* What is being asked *
In the excerpt on corporate cash held overseas, reproduce word for word the stretch from "MICROS Systems, a" through "with the SEC.".

* Document excerpt *
───
For now, however, companies aren’t likely to repatriate without a major tax discount.
W.R. Grace has more than $1.1 billion held overseas and would have to pay $149.7 million in taxes if it was repatriated, according to SEC filings. That money will remain overseas, except in instances where repatriation would result in minimal or no U.S. taxes, the company said in its most recent SEC filing.
MICROS Systems, a Maryland-based computer hardware and software producer, has about 61 percent of its cash and cash equivalents, $385.8 million, held internationally with no plans to repatriate, according to the company’s most recent filings with the SEC.
Maryland-based apparel company Under Armour has $95.2 million, or 27 percent, of its cash and cash equivalents held overseas with no plans to bring it back.
Spokespersons from MICROS and Under Armour could not be reached for comment.
Other companies have begun to repatriate their foreign funds, which Kane said could help cover corporate expenses. McCormick & Company, a spice, herbs and flavoring manufacturer, repatriated $70 million in 2012, according to the company’s most recent SEC filings. Even still, most of the company’s cash is held in foreign subsidiaries, the filings said.
A spokesperson for McCormick and Co. could not be reached for comment.
Some of the largest U.S. corporations make about half of their money internationally, Delaney said. The bill is just a way to get some of it back.
“It creates a way for some of that money to come back, which is good for our economy,” Delaney said. “And it creates this large-scale infrastructure fund, which is good for our country.”
───
Items listed in a dataset
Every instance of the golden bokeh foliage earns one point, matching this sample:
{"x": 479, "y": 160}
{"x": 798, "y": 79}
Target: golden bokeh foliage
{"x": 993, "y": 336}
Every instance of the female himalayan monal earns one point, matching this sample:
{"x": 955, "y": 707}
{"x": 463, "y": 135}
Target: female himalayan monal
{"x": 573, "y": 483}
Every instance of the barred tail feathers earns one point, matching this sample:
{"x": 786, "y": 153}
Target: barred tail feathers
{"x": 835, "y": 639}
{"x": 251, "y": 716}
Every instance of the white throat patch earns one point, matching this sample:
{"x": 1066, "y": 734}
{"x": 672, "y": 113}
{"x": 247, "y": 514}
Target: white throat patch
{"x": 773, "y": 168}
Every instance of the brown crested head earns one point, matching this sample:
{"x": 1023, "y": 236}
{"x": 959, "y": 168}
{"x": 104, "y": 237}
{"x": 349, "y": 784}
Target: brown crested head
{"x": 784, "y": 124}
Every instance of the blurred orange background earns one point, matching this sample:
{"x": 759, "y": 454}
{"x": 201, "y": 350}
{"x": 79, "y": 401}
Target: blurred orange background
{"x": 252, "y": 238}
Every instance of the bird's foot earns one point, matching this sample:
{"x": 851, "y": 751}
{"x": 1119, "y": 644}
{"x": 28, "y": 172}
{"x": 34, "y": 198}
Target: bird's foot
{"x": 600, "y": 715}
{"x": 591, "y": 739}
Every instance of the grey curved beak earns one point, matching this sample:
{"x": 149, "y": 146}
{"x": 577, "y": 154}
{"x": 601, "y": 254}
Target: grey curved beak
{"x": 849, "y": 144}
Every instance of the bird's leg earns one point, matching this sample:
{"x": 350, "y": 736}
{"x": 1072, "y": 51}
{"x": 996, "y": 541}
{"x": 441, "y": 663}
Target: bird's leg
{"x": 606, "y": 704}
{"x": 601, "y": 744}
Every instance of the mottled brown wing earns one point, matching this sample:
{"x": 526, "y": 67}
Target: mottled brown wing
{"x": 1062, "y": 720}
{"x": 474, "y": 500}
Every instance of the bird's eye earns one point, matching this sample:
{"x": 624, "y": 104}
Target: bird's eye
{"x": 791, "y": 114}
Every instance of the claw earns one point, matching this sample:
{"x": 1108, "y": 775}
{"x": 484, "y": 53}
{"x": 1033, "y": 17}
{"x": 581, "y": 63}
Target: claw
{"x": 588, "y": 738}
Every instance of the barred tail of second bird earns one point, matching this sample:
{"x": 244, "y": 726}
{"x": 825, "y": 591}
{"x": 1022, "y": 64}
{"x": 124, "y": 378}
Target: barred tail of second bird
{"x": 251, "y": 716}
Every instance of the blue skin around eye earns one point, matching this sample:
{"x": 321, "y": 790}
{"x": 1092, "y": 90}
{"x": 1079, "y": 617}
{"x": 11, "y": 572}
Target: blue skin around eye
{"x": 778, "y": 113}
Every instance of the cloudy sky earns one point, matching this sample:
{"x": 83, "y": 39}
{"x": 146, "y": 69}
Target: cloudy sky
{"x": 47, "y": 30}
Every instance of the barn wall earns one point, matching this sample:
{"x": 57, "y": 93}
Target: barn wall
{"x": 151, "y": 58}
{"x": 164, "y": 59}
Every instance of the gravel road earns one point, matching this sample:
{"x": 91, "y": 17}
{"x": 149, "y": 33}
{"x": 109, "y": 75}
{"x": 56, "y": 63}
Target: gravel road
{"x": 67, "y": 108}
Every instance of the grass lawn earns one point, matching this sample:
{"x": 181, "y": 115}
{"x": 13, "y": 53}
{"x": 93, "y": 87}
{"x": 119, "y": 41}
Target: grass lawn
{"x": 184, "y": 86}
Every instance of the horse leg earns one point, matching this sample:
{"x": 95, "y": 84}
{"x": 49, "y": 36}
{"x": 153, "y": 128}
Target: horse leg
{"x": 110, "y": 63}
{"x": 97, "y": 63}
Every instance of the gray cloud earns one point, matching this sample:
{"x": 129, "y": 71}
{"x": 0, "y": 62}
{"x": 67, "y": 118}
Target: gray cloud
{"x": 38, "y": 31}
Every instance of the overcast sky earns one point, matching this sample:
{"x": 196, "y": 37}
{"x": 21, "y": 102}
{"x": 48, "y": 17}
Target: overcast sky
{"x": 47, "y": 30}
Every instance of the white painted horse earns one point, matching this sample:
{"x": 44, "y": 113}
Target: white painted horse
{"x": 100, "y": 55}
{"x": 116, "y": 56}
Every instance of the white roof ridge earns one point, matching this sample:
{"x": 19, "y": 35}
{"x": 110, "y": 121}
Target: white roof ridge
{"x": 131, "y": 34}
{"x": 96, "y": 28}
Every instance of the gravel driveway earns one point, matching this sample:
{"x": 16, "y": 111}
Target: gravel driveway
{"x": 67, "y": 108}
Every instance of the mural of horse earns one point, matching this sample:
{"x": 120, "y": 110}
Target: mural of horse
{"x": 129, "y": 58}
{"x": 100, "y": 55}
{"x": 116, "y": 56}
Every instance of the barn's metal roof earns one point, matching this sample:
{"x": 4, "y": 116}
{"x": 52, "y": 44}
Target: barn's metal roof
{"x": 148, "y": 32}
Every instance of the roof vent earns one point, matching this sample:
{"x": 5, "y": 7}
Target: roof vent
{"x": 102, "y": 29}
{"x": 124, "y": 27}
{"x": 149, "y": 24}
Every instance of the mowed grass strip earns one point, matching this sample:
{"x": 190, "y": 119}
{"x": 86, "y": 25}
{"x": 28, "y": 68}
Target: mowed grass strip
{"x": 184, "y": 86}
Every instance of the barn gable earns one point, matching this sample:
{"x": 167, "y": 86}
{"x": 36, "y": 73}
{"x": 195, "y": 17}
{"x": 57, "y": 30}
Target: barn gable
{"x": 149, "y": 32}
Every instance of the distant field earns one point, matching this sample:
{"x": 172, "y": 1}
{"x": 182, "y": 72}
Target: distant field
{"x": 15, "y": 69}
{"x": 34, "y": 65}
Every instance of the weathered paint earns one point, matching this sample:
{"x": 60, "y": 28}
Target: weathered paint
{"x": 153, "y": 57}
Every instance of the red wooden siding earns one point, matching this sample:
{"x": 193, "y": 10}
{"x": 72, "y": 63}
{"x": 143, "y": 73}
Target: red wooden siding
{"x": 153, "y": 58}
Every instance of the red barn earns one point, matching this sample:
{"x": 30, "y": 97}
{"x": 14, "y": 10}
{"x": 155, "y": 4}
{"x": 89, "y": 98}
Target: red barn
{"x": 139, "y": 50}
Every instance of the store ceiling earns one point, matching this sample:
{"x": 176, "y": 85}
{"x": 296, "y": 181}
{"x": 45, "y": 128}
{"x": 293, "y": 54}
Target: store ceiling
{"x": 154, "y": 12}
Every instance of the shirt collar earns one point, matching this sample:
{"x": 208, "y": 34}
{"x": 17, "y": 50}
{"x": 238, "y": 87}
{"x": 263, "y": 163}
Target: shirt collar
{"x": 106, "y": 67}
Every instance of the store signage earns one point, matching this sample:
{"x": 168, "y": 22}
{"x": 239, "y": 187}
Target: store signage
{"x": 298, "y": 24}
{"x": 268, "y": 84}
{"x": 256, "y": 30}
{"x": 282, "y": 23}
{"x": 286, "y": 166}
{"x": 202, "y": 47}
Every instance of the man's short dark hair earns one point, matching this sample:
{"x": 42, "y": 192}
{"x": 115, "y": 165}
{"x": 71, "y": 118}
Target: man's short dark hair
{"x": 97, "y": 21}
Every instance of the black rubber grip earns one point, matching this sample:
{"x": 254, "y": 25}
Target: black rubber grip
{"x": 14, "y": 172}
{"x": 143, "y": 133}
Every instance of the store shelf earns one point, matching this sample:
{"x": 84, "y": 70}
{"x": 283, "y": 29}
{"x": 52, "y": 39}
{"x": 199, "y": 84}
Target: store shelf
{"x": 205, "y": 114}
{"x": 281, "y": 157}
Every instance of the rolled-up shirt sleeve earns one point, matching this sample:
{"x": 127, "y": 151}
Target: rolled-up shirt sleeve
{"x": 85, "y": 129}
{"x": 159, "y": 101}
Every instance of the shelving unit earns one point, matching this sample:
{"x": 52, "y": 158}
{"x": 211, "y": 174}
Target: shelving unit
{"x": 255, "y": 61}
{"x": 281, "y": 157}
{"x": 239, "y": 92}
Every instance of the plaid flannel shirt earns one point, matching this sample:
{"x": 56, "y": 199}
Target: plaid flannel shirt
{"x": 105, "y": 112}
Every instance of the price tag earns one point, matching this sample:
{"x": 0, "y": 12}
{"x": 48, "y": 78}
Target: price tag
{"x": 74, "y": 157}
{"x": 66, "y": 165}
───
* Response *
MICROS Systems, a Maryland-based computer hardware and software producer, has about 61 percent of its cash and cash equivalents, $385.8 million, held internationally with no plans to repatriate, according to the company’s most recent filings with the SEC.